■ **Text extract**:
--- begin ---

Nas Bashir

Personal information
- Full name: Naseem Bashir
- Date of birth: 12 September 1969 (age 56)
- Place of birth: Amersham, England
- Position: Midfielder

Team information
- Current team: Beaconsfield SYCOB (Director of Football)

Senior career*
- Years: Team / Apps / (Gls)
- 1988–1990: Reading / 3 / (1)
- 1990–?: Slough Town / 15 / (2)
- Aylesbury United / ? / (?)

Managerial career
- 2011–2013: Hayes & Yeading United
- 2015: Beaconsfield SYCOB (caretaker)

= Nas Bashir =

English footballer

Naseem "Nas" Bashir (born 12 September 1969) is an English former footballer.

==Coaching career==

Bashir was Assistant Academy Manager at Reading between 2001 and 2009. Whilst at the club, he gained his UEFA Pro Licence and worked with Stuart Pearce coaching the England U21 side. He was also responsible for running courses at Charters School and the John Madejski Academy.

--- end ---

■ **Listing**:
--- begin ---

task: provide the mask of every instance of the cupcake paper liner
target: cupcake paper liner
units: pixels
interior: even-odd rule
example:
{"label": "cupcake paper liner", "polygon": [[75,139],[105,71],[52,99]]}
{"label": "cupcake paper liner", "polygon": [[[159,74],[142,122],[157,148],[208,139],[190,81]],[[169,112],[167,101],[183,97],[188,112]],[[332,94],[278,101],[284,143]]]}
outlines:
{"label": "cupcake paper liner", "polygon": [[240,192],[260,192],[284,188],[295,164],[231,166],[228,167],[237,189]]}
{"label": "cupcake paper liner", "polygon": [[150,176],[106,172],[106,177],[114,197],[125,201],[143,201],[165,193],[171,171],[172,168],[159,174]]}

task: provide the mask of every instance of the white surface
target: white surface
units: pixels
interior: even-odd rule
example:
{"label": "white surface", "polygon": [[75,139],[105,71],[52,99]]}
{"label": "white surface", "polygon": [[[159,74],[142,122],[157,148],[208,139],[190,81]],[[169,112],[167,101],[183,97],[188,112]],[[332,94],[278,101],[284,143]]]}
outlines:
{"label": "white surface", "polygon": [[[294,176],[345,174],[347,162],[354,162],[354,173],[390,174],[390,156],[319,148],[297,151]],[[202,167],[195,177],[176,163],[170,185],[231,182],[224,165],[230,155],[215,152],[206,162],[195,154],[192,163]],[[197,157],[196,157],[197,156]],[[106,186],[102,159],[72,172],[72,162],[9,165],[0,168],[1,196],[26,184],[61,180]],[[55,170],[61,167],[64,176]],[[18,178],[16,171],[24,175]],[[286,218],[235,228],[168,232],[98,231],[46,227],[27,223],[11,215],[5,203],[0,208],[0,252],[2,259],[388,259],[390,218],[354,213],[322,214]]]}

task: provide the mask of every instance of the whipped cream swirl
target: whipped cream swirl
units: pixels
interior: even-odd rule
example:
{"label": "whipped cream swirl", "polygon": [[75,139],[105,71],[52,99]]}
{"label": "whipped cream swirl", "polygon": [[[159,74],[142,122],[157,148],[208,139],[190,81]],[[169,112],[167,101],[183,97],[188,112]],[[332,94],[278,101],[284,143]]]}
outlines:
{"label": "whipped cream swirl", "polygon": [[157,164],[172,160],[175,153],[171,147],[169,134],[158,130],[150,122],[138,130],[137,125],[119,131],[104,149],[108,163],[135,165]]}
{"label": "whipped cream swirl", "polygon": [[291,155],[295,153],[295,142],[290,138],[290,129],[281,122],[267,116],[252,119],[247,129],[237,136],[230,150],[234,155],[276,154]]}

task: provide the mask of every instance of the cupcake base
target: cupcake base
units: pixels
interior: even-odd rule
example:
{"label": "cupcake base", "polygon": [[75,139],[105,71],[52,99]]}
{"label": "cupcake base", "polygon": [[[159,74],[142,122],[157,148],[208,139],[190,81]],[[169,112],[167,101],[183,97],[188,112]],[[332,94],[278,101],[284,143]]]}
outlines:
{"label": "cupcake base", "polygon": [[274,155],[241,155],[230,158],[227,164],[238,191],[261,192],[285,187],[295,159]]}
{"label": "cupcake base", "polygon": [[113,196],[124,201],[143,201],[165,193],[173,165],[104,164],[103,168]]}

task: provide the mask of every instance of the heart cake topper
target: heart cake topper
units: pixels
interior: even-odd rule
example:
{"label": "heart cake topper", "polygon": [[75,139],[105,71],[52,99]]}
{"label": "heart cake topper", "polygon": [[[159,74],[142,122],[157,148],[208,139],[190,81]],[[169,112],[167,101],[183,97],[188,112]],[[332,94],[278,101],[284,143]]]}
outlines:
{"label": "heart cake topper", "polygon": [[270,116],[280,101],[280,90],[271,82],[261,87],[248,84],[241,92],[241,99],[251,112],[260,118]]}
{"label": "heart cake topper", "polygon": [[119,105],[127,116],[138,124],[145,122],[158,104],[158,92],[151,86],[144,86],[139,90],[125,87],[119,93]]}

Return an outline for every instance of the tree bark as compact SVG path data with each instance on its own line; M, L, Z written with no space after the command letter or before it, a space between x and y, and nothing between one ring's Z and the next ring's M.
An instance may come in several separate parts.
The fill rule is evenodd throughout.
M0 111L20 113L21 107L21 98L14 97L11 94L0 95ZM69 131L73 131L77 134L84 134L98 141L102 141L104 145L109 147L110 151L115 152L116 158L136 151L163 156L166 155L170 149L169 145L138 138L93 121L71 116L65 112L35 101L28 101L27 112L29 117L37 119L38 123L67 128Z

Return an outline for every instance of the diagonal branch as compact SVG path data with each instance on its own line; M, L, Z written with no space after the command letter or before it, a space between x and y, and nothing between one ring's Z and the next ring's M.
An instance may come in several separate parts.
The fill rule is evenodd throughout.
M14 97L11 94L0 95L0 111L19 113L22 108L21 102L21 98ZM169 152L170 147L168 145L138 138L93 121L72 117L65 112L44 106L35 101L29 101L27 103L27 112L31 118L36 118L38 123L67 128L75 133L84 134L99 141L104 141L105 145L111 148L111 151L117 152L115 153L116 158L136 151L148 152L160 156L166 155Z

--- end ---

■ **Problems**:
(1) In the Nas Bashir text, which club employed Bashir as Assistant Academy Manager, and during which years?
(2) Please proceed with the Nas Bashir text, continuing it from the point where it stops.

■ **Answers provided**:
(1) Reading, between 2001 and 2009.

(2)
After founding the FAB academy based at Bisham Abbey, Bashir moved to Beaconsfield SYCOB in the summer of 2014 as Director of Football/General Manager, alongside Andy Hurley and Lee Togwell who assumed the manager and player/coach roles respectively.

Bashir stepped in as manager for the final weeks of the season following the departure of Gary Meakin in March 2015 on a caretaker basis. After stepping aside as caretaker manager, Bashir assumed his previous role as Director of Football.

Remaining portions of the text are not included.